== Verilen metin ==

Turgut Özal’ın aleyhinde cereyan etmiş tüm fiillerin arkasında Semra Özal’ın olduğu tartışılmazdır. Belki ölümünün maddi sebebi bulunmayabilir ama manevi sebebinin Semra Özal ve çocukları olduğu aşikârdır. Öyle aylarca feryat figan edip sonra da pardon demek, gerek yargının gerekse milletin kabul edebileceği bir tiyatro değildir.

“Hırs ve para düşkünlüğü, belki de bütün diğer ihtiraslardan daha fazla suç sebebidir.” Aristoteles

Hakikaten insanoğlu ne kadar ahmak, güdülmeyi ve sömürülmeyi hak eden mahlûkmuş.
Neymiş efendim, eski Cumhurbaşkanı Özal’ın eşi ve çocuklarıymış, tabandan tavana kadar herkes saygı duymalı ve bir dediği iki edilmemeliymiş. Şeytani ihtiraslarıyla devleti dize getirmek, hangi vicdanın razı olabileceği bir ahde vefadır. Peki, böylesi katil eş ve çocuklara ahde vefa duyulabilir mi?

===

* _Görev a_
Verilen metne göre aşağıdaki soruları cevaplayın.
(i) Metindeki alıntı kime aittir?
(ii) Alıntıya göre hırs ve para düşkünlüğü, bütün diğer ihtiraslardan daha fazla neyin sebebidir?
(iii) Metin, Özal'ı hangi unvanla anar?
Metin ile kayıtlar birbirinden bağımsız iki ayrı malzemedir.

== Verilen bilgiler ==

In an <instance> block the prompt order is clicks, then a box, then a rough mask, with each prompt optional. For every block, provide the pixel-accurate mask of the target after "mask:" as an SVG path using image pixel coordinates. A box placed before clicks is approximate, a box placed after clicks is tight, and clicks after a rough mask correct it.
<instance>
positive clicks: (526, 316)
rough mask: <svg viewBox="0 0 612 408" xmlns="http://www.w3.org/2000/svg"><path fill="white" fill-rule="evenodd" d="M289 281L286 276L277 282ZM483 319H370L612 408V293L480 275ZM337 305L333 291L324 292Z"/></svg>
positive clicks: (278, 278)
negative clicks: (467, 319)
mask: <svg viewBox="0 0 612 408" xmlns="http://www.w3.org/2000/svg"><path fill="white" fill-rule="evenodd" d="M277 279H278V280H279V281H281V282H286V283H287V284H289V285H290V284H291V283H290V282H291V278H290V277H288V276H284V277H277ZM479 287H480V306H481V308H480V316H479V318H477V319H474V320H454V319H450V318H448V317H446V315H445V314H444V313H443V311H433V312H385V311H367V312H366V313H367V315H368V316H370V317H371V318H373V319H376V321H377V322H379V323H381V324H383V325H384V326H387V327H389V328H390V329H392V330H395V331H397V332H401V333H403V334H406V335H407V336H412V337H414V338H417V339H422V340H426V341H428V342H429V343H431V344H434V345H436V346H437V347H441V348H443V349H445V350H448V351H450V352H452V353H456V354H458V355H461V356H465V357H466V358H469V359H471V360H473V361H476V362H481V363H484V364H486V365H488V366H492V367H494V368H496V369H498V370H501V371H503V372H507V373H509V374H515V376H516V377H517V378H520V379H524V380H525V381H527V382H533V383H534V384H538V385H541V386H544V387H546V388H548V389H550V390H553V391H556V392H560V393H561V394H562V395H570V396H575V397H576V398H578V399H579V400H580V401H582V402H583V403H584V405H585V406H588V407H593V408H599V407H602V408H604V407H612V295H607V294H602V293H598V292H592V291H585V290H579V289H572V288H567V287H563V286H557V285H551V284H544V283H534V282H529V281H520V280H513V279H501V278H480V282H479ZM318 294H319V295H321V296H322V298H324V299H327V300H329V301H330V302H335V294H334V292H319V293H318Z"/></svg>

===

* _Görev b_
Kayıtların başından "positive clicks: (278, 278)" ifadesini içeren satıra kadar olan kısmı, iki uç da dahil ve boş satırlar atlanarak, Sıra ve Satır sütunlarından oluşan bir Markdown tablosu olarak verin.

* _Yazılı cevap a_
(i) Aristoteles'e.
(ii) Suçun.
(iii) Eski Cumhurbaşkanı.

* _Yazılı cevap b_
| Sıra | Satır |
|---|---|
| 1 | In an <instance> block the prompt order is clicks, then a box, then a rough mask, with each prompt optional. For every block, provide the pixel-accurate mask of the target after "mask:" as an SVG path using image pixel coordinates. A box placed before clicks is approximate, a box placed after clicks is tight, and clicks after a rough mask correct it. |
| 2 | <instance> |
| 3 | positive clicks: (526, 316) |
| 4 | rough mask: <svg viewBox="0 0 612 408" xmlns="http://www.w3.org/2000/svg"><path fill="white" fill-rule="evenodd" d="M289 281L286 276L277 282ZM483 319H370L612 408V293L480 275ZM337 305L333 291L324 292Z"/></svg> |
| 5 | positive clicks: (278, 278) |